- _WHAT NEEDS TO BE DONE_
Each of the entries beneath this task should be written out exactly.
(PROVIDED ENTRIES Opens)
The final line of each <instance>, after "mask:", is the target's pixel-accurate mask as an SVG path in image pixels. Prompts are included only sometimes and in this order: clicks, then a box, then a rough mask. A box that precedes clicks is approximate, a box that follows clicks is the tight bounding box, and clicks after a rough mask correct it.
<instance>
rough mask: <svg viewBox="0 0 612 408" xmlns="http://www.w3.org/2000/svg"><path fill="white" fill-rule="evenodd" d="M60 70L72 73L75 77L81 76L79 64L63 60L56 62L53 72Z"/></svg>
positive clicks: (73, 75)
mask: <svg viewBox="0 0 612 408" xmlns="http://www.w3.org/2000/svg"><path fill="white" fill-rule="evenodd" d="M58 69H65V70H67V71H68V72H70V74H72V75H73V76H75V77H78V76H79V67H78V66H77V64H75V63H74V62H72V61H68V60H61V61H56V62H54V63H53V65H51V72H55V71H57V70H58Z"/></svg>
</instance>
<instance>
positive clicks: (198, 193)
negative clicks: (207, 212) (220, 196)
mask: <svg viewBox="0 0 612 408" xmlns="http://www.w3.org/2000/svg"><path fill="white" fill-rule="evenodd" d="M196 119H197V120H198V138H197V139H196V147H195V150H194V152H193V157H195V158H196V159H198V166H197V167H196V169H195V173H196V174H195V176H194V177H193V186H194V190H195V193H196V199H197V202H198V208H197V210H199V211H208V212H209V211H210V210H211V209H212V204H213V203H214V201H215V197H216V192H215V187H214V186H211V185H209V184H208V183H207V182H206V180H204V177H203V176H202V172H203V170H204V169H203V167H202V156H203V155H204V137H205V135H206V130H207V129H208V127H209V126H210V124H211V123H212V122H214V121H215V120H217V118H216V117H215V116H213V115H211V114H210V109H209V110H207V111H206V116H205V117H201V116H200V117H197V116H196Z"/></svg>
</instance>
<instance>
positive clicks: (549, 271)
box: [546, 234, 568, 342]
(PROVIDED ENTRIES Closes)
- _EXERCISE RESPONSE_
The final line of each <instance>, after "mask:", is the target's pixel-accurate mask as an SVG path in image pixels. Prompts are included only sometimes and in this order: clicks, then a box, then a rough mask. A box that precedes clicks is approximate, a box that follows clicks is the tight bounding box, and clicks after a rough mask correct it.
<instance>
rough mask: <svg viewBox="0 0 612 408" xmlns="http://www.w3.org/2000/svg"><path fill="white" fill-rule="evenodd" d="M60 70L72 73L75 77L81 76L79 64L63 60L56 62L53 72Z"/></svg>
positive clicks: (73, 75)
mask: <svg viewBox="0 0 612 408" xmlns="http://www.w3.org/2000/svg"><path fill="white" fill-rule="evenodd" d="M58 69H65V70H67V71H68V72H70V74H72V75H73V76H75V77H78V76H79V67H78V66H77V64H75V63H74V62H72V61H68V60H61V61H56V62H54V63H53V65H51V72H55V71H57V70H58Z"/></svg>
</instance>
<instance>
positive clicks: (198, 193)
negative clicks: (207, 212) (220, 196)
mask: <svg viewBox="0 0 612 408" xmlns="http://www.w3.org/2000/svg"><path fill="white" fill-rule="evenodd" d="M196 119H197V120H198V138H197V139H196V147H195V150H194V152H193V157H195V158H196V159H198V166H197V167H196V169H195V173H196V174H195V176H194V177H193V186H194V190H195V193H196V199H197V202H198V208H197V210H199V211H208V212H209V211H210V210H211V209H212V204H213V203H214V201H215V197H216V192H215V187H214V186H211V185H209V184H208V183H207V182H206V180H204V177H203V176H202V172H203V170H204V169H203V167H202V156H203V155H204V137H205V135H206V130H207V129H208V127H209V126H210V124H211V123H212V122H214V121H215V120H217V118H216V117H215V116H213V115H211V114H210V109H209V110H207V111H206V116H205V117H201V116H200V117H197V116H196Z"/></svg>
</instance>
<instance>
positive clicks: (549, 271)
box: [546, 234, 568, 342]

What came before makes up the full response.